───── Provided passage ─────
For people with diabetes, eating couscous is not off-limits; however, you must be cautious in how much you consume and prepare it. Nonetheless, it does present some not-so-good features, as highlighted below.
High Glycemic Index and Carb Content
With a high glycemic index (GI) of 65 and a 28% RDA of carb in just one cup, couscous is very likely to cause harmful surges in your blood glucose levels following consumption. Research conducted on eight healthy individuals compared its glycemic effect with pasta’s. Overall, eating couscous in the morning following an overnight fast yields a lower blood glucose level.
The same trial examines six insulin-dependent diabetes mellitus (IDDM) patients fed with either couscous with sauce and vegetables or a pasta and tomato sauce meal. As expected, the couscous-fed group presented significantly higher glucose levels.
This means that while couscous is technically regarded as pasta, it does pose more significant risks to blood sugar levels of diabetics than real pasta.
───── Data excerpts ─────
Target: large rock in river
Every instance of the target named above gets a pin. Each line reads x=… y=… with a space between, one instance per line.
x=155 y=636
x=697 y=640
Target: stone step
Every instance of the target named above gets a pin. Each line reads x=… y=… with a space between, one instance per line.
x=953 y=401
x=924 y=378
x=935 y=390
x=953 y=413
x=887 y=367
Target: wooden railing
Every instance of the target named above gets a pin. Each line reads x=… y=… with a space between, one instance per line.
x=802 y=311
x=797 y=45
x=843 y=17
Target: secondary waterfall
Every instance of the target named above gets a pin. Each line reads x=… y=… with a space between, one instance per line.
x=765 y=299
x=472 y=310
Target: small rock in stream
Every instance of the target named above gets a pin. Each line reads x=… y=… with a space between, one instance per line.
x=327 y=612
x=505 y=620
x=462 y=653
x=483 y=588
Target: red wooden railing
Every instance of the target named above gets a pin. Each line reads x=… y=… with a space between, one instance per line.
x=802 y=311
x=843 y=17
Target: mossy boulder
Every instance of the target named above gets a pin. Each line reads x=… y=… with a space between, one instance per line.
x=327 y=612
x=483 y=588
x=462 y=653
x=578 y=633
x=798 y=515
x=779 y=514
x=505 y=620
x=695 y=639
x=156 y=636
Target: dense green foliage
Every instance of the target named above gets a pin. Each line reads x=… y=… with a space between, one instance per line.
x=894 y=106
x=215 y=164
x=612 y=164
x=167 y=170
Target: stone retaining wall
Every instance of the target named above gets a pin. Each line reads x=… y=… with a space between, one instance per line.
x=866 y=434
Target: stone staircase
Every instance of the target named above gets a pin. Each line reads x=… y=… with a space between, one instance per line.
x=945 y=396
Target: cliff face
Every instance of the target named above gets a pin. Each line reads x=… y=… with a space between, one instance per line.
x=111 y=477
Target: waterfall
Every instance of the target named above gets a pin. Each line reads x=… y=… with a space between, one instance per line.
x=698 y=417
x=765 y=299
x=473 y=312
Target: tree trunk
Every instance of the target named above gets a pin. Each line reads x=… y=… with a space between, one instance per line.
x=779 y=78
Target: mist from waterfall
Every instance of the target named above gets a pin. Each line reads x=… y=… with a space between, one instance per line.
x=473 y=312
─────
• **Complete the following**:
**1.** Answer the following from the passage on couscous and diabetes:
(a) What glycemic index does it give for couscous?
(b) How many healthy individuals took part in the research comparing the glycemic effect of couscous with that of pasta?
(c) Besides couscous with sauce and vegetables, what meal were the insulin-dependent diabetes mellitus patients fed?
**2.** Write out the passage on couscous and diabetes word for word, between "This means that" and "than real pasta.", inclusive.

• **Solutions to the tasks**:
**1.**
(a) 65
(b) Eight
(c) A pasta and tomato sauce meal

**2.**
This means that while couscous is technically regarded as pasta, it does pose more significant risks to blood sugar levels of diabetics than real pasta.